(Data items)
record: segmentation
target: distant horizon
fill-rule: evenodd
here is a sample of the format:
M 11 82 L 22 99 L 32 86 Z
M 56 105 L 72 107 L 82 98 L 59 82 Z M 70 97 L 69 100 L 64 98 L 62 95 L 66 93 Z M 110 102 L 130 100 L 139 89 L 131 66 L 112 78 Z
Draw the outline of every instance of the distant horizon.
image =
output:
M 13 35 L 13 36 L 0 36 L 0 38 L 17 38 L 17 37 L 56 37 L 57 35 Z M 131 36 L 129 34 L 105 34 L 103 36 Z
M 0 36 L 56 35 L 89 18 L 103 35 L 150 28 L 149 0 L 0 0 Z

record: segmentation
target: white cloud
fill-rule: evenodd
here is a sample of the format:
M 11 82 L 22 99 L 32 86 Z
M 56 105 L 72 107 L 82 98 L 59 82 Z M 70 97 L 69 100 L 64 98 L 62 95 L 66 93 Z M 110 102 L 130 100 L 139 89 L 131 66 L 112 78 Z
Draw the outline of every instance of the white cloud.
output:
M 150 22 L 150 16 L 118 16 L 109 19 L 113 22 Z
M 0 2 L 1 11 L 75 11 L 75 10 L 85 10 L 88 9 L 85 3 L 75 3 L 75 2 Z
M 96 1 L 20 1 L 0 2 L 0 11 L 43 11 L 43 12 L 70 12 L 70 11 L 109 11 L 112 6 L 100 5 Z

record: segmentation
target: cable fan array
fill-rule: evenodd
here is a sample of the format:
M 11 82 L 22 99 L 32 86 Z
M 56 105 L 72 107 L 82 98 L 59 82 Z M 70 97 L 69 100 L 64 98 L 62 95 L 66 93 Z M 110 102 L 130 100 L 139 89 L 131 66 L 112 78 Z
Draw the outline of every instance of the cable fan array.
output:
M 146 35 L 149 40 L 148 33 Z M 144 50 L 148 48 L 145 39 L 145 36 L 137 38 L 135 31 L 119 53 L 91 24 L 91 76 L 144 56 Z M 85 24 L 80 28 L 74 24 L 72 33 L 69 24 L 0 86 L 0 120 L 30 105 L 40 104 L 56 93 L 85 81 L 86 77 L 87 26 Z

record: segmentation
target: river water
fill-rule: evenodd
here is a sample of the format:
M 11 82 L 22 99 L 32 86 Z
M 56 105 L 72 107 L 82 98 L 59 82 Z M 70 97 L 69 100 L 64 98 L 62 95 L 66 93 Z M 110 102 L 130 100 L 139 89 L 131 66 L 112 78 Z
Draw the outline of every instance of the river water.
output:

== STATED EXERCISE ==
Copy every line of the material above without changing anything.

== ANSWER IN FULL ==
record: segmentation
target: distant horizon
fill-rule: evenodd
here is a sample of the format:
M 11 82 L 22 99 L 32 86 Z
M 56 105 L 72 107 L 82 98 L 59 82 Z M 70 97 L 69 100 L 64 98 L 62 95 L 66 93 Z M 110 102 L 130 100 L 139 89 L 131 66 L 112 78 Z
Draw the outline of every instance of the distant horizon.
image =
output:
M 13 35 L 13 36 L 0 36 L 0 38 L 17 38 L 17 37 L 56 37 L 57 35 Z M 131 36 L 129 34 L 105 34 L 103 36 Z
M 0 36 L 56 35 L 89 18 L 103 35 L 150 28 L 149 0 L 0 0 Z

record: segmentation
target: white cloud
fill-rule: evenodd
here is a sample of the format:
M 11 82 L 22 99 L 32 86 Z
M 56 105 L 72 107 L 82 98 L 59 82 Z M 70 97 L 69 100 L 64 98 L 62 95 L 66 93 Z M 110 102 L 130 100 L 139 89 L 131 66 L 112 78 Z
Draw the outline of every instance of the white cloud.
output:
M 150 22 L 150 16 L 118 16 L 109 19 L 113 22 Z
M 0 2 L 1 11 L 75 11 L 75 10 L 85 10 L 88 9 L 85 3 L 75 3 L 75 2 Z
M 96 1 L 20 1 L 0 2 L 0 11 L 43 11 L 43 12 L 70 12 L 70 11 L 109 11 L 112 6 L 100 5 Z

record: segmentation
target: cable fan array
fill-rule: evenodd
here is a sample of the format:
M 11 82 L 22 99 L 32 86 Z
M 56 105 L 72 107 L 82 98 L 59 82 Z M 70 97 L 69 100 L 64 98 L 62 95 L 66 93 Z M 110 102 L 130 100 L 139 89 L 131 66 L 112 78 Z
Draw the outline of every instance of the cable fan array.
output:
M 146 35 L 149 40 L 148 33 Z M 144 50 L 148 48 L 145 39 L 145 36 L 137 38 L 135 31 L 119 53 L 91 24 L 91 76 L 144 56 Z M 85 24 L 80 28 L 74 24 L 72 33 L 69 24 L 0 86 L 0 120 L 30 105 L 40 104 L 56 93 L 85 81 L 86 77 L 87 26 Z

record: segmentation
target: river water
fill-rule: evenodd
here is a sample of the format:
M 11 82 L 22 99 L 32 86 Z
M 56 105 L 72 107 L 82 98 L 59 82 Z M 70 97 L 69 100 L 64 98 L 62 95 L 66 93 Z M 110 102 L 130 100 L 139 89 L 131 66 L 112 78 Z
Draw the outline of every instance of the river water.
output:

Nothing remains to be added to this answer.